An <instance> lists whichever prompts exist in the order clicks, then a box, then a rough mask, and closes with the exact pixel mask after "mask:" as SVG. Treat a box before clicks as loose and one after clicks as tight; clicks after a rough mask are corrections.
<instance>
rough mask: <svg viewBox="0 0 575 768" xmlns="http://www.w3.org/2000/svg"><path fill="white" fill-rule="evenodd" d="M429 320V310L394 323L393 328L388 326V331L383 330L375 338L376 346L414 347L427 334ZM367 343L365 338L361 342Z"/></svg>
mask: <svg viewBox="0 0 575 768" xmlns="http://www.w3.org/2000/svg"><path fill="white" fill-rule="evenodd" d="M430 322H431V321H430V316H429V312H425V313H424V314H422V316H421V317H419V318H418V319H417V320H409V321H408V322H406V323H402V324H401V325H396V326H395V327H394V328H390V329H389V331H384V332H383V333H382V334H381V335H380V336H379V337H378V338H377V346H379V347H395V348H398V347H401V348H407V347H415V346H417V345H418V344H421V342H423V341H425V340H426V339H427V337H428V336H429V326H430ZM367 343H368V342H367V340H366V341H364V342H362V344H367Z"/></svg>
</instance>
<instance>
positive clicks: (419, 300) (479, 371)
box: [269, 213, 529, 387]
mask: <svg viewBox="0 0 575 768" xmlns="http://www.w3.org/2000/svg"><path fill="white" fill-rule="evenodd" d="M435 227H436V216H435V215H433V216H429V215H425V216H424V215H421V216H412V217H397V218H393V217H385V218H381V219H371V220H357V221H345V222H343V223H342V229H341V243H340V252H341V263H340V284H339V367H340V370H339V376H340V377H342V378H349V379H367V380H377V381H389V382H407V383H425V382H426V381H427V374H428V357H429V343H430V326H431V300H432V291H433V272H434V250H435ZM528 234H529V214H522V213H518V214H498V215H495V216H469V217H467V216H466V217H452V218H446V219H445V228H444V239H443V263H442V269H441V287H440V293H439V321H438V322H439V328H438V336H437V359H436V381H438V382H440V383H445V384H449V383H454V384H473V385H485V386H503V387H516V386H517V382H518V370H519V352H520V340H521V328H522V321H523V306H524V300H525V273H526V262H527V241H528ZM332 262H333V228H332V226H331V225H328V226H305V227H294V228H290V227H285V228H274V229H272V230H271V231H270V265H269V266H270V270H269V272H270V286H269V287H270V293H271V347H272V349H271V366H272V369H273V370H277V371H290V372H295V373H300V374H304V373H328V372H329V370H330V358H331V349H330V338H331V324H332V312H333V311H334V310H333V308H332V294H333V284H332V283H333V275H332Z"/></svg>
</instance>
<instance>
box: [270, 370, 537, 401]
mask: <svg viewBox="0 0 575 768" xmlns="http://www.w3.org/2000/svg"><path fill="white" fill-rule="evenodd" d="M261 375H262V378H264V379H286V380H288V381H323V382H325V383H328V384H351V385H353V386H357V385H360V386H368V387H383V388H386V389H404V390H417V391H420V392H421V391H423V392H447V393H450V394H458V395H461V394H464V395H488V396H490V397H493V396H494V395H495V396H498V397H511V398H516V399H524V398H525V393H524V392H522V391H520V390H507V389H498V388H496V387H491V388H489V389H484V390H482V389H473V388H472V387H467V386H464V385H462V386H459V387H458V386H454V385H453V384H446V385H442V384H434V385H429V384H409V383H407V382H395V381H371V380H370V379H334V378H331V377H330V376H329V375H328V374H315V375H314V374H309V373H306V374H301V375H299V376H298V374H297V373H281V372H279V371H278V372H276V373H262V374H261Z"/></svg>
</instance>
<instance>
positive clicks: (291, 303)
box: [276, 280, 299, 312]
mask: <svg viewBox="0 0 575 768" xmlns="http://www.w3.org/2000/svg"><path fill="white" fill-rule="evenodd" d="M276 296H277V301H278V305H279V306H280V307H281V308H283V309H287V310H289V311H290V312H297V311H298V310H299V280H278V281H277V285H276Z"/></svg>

——

WORK TASK — Output the complete data verbatim.

ANSWER FOR THIS EXERCISE —
An <instance> lists whichever prompts exist in the order clicks, then a box, then a rough mask, and closes with the exact pixel mask after "mask:" as SVG. Treat a box before clicks as loose and one after clicks as tight; clicks after a rough mask are corrections.
<instance>
rough mask: <svg viewBox="0 0 575 768" xmlns="http://www.w3.org/2000/svg"><path fill="white" fill-rule="evenodd" d="M429 320V310L394 323L393 328L388 326V331L383 330L375 338L376 346L414 347L427 334ZM367 343L365 338L361 342Z"/></svg>
mask: <svg viewBox="0 0 575 768" xmlns="http://www.w3.org/2000/svg"><path fill="white" fill-rule="evenodd" d="M430 322H431V321H430V316H429V312H425V313H424V314H422V316H421V317H419V318H418V319H417V320H409V321H408V322H406V323H402V324H401V325H396V326H395V327H394V328H390V329H389V331H384V332H383V333H382V334H381V335H380V336H379V337H378V338H377V346H379V347H395V348H398V347H401V348H407V347H415V346H417V345H418V344H421V342H423V341H425V340H426V339H427V337H428V336H429V326H430ZM367 343H368V342H367V340H366V341H364V342H362V344H367Z"/></svg>
</instance>
<instance>
positive clicks: (419, 300) (479, 371)
box: [269, 213, 529, 387]
mask: <svg viewBox="0 0 575 768" xmlns="http://www.w3.org/2000/svg"><path fill="white" fill-rule="evenodd" d="M435 227H436V216H435V215H433V216H429V215H425V216H424V215H421V216H412V217H397V218H393V217H385V218H381V219H371V220H357V221H345V222H343V223H342V229H341V243H340V252H341V263H340V284H339V367H340V370H339V376H340V377H342V378H349V379H367V380H377V381H389V382H407V383H425V382H426V381H427V374H428V357H429V343H430V326H431V300H432V291H433V272H434V250H435ZM528 234H529V214H522V213H518V214H498V215H495V216H469V217H467V216H466V217H452V218H446V219H445V228H444V239H443V263H442V269H441V287H440V293H439V321H438V322H439V328H438V336H437V359H436V381H438V382H440V383H445V384H449V383H454V384H473V385H485V386H503V387H516V386H517V382H518V370H519V352H520V340H521V328H522V321H523V306H524V300H525V273H526V262H527V241H528ZM332 262H333V228H332V226H331V225H328V226H305V227H294V228H290V227H285V228H274V229H272V230H271V231H270V265H269V266H270V270H269V272H270V286H269V287H270V293H271V347H272V349H271V366H272V369H273V370H277V371H290V372H295V373H300V374H304V373H328V372H329V370H330V358H331V349H330V338H331V324H332V312H333V311H334V310H333V308H332V294H333V284H332V283H333V275H332Z"/></svg>
</instance>
<instance>
box: [270, 370, 537, 401]
mask: <svg viewBox="0 0 575 768" xmlns="http://www.w3.org/2000/svg"><path fill="white" fill-rule="evenodd" d="M261 375H262V378H264V379H286V380H288V381H323V382H325V383H328V384H351V385H353V386H357V385H360V386H368V387H383V388H386V389H404V390H417V391H420V392H421V391H423V392H447V393H450V394H458V395H461V394H464V395H488V396H490V397H493V396H494V395H495V396H498V397H511V398H516V399H524V398H525V393H524V392H522V391H520V390H507V389H498V388H496V387H491V388H489V389H484V390H482V389H473V388H472V387H467V386H464V385H462V386H459V387H458V386H454V385H453V384H446V385H442V384H434V385H429V384H409V383H407V382H395V381H371V380H370V379H334V378H331V377H330V376H329V375H328V374H315V375H314V374H309V373H306V374H301V375H299V376H298V374H297V373H281V372H279V371H278V372H276V373H262V374H261Z"/></svg>
</instance>
<instance>
positive clicks: (291, 303)
box: [276, 280, 299, 312]
mask: <svg viewBox="0 0 575 768" xmlns="http://www.w3.org/2000/svg"><path fill="white" fill-rule="evenodd" d="M276 296H277V301H278V305H279V306H280V307H281V308H283V309H287V310H289V311H290V312H297V311H298V310H299V280H278V281H277V285H276Z"/></svg>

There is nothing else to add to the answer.